## TASK SET
1. Reproduce the Queen Isabella excerpt between "To add to Edward’s" and "he took Ulster.", inclusive.
2. According to the Queen Isabella excerpt, whom did the King send back to Ireland as Lieutenant at the end of April?

## SOURCE PASSAGE
'''
Queen Isabella

Home > Nonfiction > Queen Isabella > Page 16
Queen Isabella Page 16

by Alison Weir


  Parliament was in a bullish mood when it met at Westminster on 20 March; it confirmed the Ordinances and demanded the dismissal of several more of the King’s supporters, including the Elder Despenser and Henry de Beaumont.97 On 23 February, the day before Beaumont left the King’s household, Isabella defiantly demonstrated her solidarity with her husband by including Henry de Beaumont among the guests at a feast she gave, at which several other leading royalists, including the Earls of Richmond and Norfolk, were present. Isabella de Vesci was also ejected from the court at this time, but Isabella kept in touch with her regularly by letter or messenger.98 During this period, there is no record of Isabella’s communicating with Lancaster or his supporters.99

  In April, the King himself hosted a great banquet at Westminster for the Archbishop of Canterbury and the nobility, but it was to be the last for a long time. Not only was the hall damaged by fire soon afterward, but there was also, that spring, more torrential rain and widespread flooding across Europe, which would continue unceasing until the autumn and lead to another failed harvest and the worst recorded famine in European history.

  To add to Edward’s troubles, there were rumors of a Scottish invasion of Ireland; at the end of April, he sent Roger Mortimer back there as Lieutenant,100 and not a moment too soon, for in May, in the interests of building up a Celtic alliance against England, Robert Bruce sent his brother Edward to free the Irish from English rule. In June, Dundalk fell to Edward Bruce, and in September, he took Ulster.
'''
(Labeled-object pointing entries)
'''
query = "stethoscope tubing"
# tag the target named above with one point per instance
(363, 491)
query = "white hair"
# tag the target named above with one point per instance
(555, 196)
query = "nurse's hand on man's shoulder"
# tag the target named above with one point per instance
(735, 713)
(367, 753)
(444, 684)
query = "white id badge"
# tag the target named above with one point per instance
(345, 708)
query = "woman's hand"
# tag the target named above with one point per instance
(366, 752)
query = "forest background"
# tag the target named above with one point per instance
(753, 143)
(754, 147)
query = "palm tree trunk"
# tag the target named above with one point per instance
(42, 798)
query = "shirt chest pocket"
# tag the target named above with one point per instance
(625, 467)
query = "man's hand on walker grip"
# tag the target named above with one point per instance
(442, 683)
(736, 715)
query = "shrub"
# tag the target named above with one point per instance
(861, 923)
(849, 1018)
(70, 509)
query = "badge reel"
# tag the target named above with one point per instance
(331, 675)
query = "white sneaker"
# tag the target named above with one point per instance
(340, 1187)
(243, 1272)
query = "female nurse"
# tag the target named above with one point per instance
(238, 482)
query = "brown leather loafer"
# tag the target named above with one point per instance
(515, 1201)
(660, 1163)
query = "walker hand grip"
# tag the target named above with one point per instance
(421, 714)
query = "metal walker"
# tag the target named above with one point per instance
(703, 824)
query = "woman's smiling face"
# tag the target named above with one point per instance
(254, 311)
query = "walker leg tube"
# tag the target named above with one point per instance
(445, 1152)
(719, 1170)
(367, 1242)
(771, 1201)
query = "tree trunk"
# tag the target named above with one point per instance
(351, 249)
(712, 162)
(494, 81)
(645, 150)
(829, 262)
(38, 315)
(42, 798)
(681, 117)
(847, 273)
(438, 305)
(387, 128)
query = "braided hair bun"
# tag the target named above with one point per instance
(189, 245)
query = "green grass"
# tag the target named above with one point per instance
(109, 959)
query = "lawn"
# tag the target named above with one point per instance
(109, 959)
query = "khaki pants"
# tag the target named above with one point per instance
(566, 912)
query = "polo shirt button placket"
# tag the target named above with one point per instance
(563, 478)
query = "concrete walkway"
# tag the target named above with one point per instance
'''
## RESULTS BY TASK
1.
To add to Edward’s troubles, there were rumors of a Scottish invasion of Ireland; at the end of April, he sent Roger Mortimer back there as Lieutenant,100 and not a moment too soon, for in May, in the interests of building up a Celtic alliance against England, Robert Bruce sent his brother Edward to free the Irish from English rule. In June, Dundalk fell to Edward Bruce, and in September, he took Ulster.

2. Roger Mortimer